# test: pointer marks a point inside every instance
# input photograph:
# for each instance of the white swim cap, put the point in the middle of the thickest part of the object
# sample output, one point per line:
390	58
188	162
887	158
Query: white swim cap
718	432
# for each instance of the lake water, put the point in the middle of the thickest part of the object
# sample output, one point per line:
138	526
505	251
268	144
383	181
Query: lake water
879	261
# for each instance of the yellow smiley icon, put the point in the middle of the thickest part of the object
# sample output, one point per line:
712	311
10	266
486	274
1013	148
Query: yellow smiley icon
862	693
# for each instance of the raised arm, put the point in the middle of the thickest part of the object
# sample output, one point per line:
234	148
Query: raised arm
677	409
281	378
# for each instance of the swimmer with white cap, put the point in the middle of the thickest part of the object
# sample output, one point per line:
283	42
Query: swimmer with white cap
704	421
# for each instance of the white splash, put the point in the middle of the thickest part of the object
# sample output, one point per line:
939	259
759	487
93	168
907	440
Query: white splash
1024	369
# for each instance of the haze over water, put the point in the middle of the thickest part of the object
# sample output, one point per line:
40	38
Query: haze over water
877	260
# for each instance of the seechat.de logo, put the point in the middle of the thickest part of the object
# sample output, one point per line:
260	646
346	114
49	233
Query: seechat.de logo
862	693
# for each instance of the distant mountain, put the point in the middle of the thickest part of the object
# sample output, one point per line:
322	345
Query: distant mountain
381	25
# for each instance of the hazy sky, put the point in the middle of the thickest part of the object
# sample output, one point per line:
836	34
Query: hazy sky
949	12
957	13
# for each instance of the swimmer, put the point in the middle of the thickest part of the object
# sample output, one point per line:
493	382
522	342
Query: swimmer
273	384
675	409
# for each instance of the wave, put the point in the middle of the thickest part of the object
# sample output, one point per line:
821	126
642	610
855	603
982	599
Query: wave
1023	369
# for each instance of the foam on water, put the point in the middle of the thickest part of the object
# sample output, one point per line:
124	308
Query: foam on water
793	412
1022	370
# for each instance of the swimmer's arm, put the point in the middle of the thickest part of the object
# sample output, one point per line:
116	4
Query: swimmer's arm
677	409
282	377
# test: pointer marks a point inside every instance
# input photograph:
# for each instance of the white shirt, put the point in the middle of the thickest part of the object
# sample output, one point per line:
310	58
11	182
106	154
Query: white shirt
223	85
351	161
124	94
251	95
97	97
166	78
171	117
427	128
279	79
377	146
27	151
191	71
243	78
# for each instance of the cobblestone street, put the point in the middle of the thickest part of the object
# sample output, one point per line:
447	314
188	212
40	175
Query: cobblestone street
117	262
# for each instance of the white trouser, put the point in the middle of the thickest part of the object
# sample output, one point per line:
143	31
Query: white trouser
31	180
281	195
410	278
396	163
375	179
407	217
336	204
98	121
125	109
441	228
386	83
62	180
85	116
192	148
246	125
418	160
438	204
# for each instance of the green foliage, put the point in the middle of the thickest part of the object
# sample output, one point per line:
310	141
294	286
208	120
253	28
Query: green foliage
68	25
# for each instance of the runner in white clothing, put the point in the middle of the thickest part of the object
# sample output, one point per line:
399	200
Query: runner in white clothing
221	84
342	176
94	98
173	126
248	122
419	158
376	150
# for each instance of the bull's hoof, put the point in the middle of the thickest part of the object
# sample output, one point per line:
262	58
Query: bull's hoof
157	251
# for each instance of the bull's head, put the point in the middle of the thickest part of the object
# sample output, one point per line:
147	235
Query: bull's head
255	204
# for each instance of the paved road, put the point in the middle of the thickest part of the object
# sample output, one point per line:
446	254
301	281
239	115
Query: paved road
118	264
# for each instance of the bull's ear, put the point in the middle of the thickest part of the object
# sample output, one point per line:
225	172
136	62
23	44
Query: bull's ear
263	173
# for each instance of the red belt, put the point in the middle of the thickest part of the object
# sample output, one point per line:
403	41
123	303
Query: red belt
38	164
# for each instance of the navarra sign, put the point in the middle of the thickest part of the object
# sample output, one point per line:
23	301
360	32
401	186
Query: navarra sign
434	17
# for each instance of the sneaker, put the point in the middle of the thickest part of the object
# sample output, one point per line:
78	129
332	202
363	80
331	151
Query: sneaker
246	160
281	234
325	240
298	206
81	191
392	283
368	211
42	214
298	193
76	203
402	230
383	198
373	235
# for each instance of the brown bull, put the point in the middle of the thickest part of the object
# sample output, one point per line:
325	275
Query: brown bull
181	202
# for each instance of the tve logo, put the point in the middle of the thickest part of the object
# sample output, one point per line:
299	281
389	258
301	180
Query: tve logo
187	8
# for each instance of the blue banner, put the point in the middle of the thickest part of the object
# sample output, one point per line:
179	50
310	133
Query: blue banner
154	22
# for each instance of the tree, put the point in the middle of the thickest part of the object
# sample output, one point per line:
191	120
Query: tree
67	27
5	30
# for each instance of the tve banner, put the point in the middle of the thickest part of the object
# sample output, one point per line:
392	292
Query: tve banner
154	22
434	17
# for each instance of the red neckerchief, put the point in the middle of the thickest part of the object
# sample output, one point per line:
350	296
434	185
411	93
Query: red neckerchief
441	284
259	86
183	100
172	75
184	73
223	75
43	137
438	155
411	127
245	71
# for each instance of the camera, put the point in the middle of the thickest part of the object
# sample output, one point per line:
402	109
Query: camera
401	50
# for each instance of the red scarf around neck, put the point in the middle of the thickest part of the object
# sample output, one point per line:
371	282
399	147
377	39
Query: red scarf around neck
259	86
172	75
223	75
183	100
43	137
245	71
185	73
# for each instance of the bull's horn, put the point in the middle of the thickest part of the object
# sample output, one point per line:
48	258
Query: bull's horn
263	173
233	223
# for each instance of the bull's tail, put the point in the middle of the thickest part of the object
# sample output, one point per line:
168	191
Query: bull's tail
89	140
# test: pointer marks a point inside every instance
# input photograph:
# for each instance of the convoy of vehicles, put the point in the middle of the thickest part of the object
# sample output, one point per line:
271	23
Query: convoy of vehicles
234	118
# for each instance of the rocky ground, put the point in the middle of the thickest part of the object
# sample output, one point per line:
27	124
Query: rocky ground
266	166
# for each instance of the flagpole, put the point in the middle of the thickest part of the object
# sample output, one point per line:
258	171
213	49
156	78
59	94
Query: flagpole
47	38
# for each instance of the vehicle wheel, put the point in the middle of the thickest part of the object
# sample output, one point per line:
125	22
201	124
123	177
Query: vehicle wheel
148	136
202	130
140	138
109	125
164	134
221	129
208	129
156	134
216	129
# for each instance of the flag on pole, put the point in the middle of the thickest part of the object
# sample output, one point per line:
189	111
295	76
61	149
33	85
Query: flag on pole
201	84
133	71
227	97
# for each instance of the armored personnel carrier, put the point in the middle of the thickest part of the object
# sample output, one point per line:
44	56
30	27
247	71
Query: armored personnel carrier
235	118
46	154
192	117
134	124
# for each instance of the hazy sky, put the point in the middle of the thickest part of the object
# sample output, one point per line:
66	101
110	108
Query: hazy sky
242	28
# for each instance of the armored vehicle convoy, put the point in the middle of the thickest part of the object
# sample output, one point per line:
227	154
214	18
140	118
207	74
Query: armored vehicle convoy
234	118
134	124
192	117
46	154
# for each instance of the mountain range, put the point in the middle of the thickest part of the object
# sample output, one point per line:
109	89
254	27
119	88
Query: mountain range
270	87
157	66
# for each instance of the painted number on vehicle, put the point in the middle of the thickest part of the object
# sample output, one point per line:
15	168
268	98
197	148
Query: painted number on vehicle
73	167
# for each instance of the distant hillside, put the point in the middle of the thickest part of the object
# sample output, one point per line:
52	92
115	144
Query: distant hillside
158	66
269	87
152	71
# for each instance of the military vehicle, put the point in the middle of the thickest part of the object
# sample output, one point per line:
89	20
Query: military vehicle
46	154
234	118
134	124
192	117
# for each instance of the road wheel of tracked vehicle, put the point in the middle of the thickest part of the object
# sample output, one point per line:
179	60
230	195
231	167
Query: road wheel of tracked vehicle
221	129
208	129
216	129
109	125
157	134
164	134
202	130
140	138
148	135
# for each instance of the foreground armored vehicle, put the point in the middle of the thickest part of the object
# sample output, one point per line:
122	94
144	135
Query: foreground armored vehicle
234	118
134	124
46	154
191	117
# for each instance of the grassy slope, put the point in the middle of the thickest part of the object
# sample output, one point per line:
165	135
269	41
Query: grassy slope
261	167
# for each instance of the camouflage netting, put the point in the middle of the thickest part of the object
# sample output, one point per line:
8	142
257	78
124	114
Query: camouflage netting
◇ ◇ ◇ ◇
**What the task requires:**
Give back exactly the lines above, from the line containing "# for each instance of the painted" through the line containing "# for each instance of the camouflage", with both end lines and nothing more.

**Task answer:**
# for each instance of the painted number on vehicle, put the point in the middle of the thickest part of the object
# sample output, one point per line:
15	168
268	98
197	148
Query: painted number on vehicle
73	167
# for each instance of the distant hillside, put the point in the middle of the thickest part of the object
# sample output, one point per line:
52	92
115	144
Query: distant hillside
158	66
269	87
152	71
# for each instance of the military vehicle, put the point in the middle of the thickest part of the object
# sample output, one point per line:
89	20
Query: military vehicle
46	154
234	118
134	124
192	117
# for each instance of the road wheel of tracked vehicle, put the point in the middle of the thickest part of the object
# sample output, one point per line:
179	60
230	195
231	167
Query: road wheel of tracked vehicle
221	129
208	129
216	129
109	125
157	134
164	134
202	130
140	138
148	135
# for each instance of the foreground armored vehicle, put the point in the middle of the thickest part of the object
# sample output, one point per line:
122	94
144	135
Query: foreground armored vehicle
234	118
134	124
46	154
191	117
# for each instance of the grassy slope, put the point in the middle of the thickest part of the object
# sample output, one point per line:
165	135
269	41
Query: grassy slope
261	167
# for each instance of the camouflage netting, put the point in the middle of the thickest part of the object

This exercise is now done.